* _AIM OF THE EXERCISE_
Using the data that follows, say how many lines contain the word "baseboard", giving the number by itself.

* _INPUT FOR THIS TASK_

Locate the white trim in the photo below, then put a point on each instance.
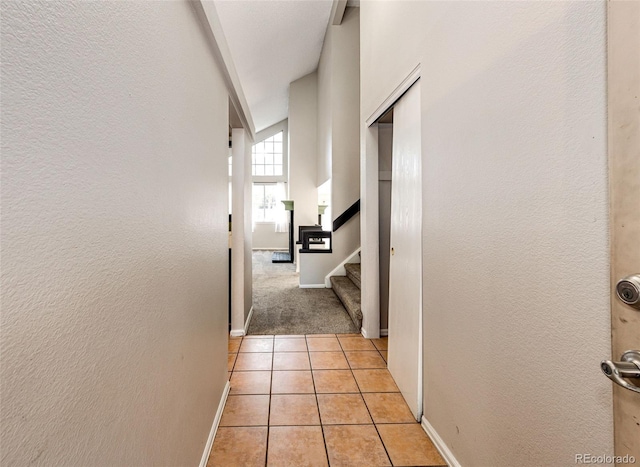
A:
(243, 332)
(337, 12)
(214, 427)
(208, 16)
(395, 95)
(440, 445)
(246, 325)
(384, 176)
(339, 270)
(383, 332)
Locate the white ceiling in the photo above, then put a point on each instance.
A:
(272, 43)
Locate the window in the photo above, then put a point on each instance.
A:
(267, 157)
(264, 202)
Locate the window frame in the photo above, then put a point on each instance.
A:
(264, 135)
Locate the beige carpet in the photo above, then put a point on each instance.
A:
(281, 307)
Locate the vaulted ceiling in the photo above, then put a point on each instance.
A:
(272, 43)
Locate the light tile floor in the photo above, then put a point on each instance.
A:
(316, 400)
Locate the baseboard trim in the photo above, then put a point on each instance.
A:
(214, 427)
(383, 332)
(440, 445)
(249, 316)
(242, 332)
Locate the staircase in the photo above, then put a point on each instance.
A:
(347, 288)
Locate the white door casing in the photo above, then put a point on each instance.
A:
(405, 268)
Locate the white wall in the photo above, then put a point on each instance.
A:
(303, 122)
(345, 112)
(324, 110)
(266, 238)
(515, 210)
(114, 234)
(338, 141)
(242, 264)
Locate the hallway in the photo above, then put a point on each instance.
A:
(316, 400)
(280, 306)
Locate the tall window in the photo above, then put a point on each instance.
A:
(264, 202)
(268, 157)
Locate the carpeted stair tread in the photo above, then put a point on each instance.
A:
(353, 273)
(349, 295)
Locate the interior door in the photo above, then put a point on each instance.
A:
(405, 266)
(624, 163)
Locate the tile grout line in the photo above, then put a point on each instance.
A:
(313, 380)
(375, 426)
(266, 451)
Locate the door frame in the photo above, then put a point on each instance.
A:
(623, 83)
(369, 215)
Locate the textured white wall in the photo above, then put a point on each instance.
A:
(345, 111)
(303, 123)
(338, 141)
(324, 110)
(114, 234)
(241, 264)
(516, 295)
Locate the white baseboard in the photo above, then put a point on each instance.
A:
(214, 427)
(249, 316)
(383, 332)
(440, 445)
(242, 332)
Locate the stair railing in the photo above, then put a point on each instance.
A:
(346, 215)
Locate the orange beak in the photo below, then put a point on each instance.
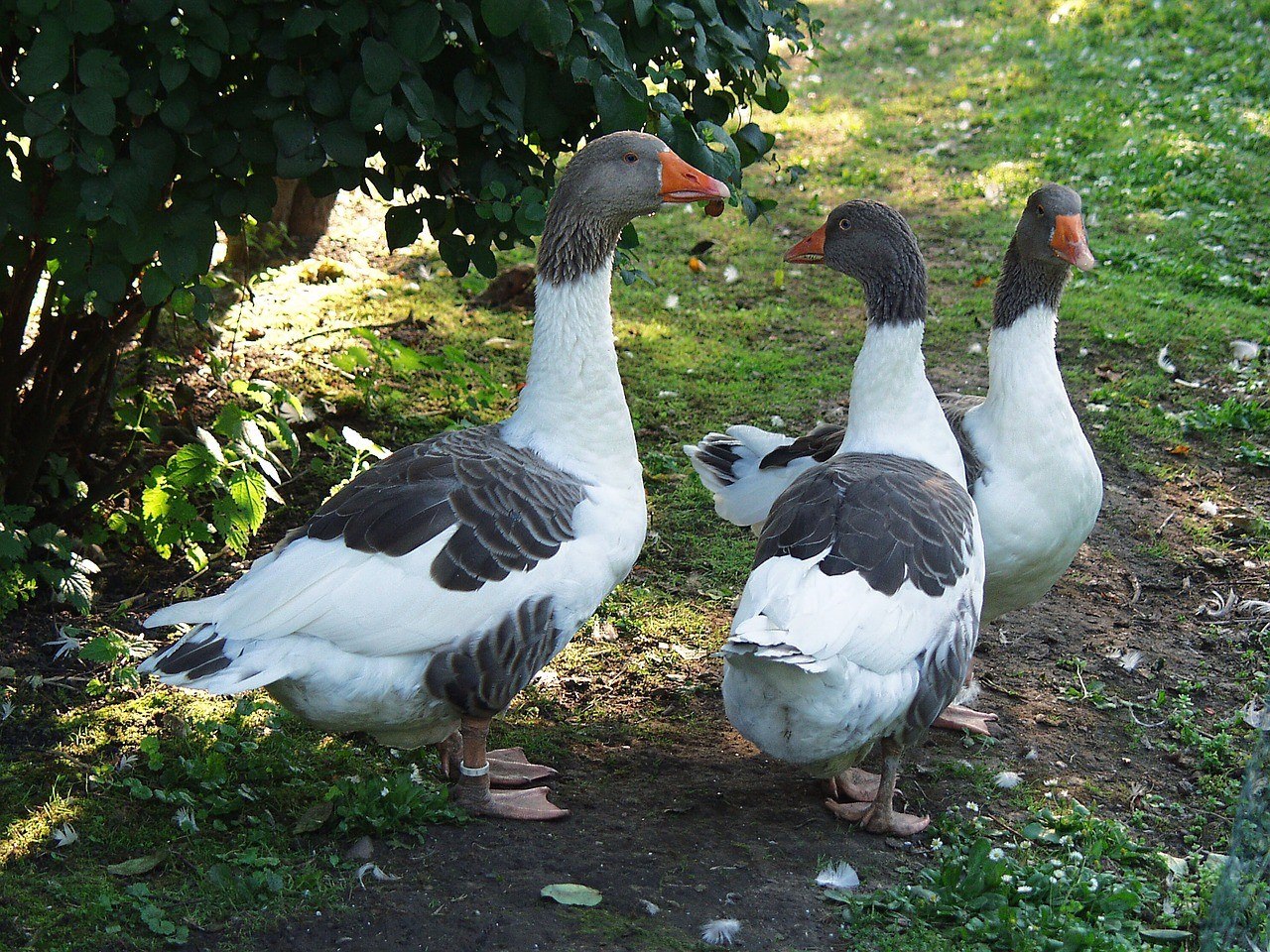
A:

* _ANSWER SPACE_
2